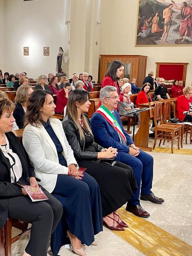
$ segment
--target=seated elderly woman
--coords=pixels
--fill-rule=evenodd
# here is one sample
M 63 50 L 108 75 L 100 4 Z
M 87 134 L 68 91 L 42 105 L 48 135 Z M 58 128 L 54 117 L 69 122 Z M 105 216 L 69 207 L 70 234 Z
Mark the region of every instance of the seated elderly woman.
+--
• What the task asks: Render every line of the records above as a numbered list, omitting blank lines and leaving out the pictures.

• Answer in full:
1. $ segment
2. --target=seated elderly woman
3. --coords=pixels
4. --fill-rule=evenodd
5. # here is one sample
6. M 63 50 L 108 75 L 100 4 Z
7. M 87 134 L 68 91 L 42 105 L 48 135 Z M 58 128 L 54 117 L 69 122 Z M 105 216 L 69 207 L 70 234 Z
8. Mark the region of every instance of the seated elderly woman.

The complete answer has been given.